The task
Please report every line below that contains the string "target", copying each such line in full. Case counts when matching.
** start **
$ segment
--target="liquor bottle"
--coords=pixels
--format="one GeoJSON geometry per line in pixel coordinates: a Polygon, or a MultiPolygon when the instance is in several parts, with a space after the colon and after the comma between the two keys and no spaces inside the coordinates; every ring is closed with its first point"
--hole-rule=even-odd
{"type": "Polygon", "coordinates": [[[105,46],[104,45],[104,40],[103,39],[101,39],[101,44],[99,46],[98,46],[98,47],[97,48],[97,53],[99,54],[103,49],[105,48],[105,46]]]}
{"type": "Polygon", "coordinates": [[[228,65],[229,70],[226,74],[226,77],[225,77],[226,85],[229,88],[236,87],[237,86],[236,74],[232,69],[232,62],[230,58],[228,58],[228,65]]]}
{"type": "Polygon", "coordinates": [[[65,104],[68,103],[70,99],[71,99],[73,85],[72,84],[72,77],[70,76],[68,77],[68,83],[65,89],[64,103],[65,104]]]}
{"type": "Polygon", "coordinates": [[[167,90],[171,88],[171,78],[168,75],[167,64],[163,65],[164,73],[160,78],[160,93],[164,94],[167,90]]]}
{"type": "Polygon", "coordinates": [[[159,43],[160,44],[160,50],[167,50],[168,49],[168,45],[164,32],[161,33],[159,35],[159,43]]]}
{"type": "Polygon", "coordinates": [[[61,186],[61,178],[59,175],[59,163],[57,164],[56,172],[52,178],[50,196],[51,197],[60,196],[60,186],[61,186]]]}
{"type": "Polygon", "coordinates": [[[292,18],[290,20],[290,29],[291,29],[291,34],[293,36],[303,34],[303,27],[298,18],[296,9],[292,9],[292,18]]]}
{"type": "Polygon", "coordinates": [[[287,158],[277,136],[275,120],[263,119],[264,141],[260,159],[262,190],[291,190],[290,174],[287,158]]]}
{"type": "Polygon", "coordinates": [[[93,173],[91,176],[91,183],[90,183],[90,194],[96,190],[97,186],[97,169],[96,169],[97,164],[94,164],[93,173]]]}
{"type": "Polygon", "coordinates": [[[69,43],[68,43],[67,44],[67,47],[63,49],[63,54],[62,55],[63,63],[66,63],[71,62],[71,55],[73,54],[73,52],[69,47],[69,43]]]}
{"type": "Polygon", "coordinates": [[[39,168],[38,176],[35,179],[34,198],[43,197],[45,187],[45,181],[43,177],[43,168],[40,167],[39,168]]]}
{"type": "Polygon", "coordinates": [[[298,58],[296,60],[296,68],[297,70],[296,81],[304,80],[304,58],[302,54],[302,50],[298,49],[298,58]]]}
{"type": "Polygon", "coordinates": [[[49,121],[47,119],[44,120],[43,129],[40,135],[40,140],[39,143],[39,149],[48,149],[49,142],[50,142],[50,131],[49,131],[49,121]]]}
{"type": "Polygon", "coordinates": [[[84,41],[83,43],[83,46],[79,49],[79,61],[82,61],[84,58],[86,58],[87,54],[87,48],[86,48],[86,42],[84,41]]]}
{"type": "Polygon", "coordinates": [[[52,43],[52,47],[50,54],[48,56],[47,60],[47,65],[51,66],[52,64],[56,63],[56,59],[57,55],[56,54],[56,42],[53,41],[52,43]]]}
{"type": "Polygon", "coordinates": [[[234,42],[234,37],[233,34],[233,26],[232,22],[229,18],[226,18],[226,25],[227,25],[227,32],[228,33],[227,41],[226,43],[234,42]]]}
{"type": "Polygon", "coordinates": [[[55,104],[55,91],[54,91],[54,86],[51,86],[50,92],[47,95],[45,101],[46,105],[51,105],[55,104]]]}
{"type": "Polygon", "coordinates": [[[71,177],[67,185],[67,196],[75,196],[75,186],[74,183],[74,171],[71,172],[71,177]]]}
** end **
** start **
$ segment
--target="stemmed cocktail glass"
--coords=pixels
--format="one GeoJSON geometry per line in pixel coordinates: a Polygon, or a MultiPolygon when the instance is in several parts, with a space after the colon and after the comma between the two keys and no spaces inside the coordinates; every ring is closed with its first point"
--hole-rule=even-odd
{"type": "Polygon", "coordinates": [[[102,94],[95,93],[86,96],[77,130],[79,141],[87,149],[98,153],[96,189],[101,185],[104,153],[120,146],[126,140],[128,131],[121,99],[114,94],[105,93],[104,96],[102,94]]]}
** end **
Solution for this exercise
--target="liquor bottle"
--target="stemmed cocktail glass"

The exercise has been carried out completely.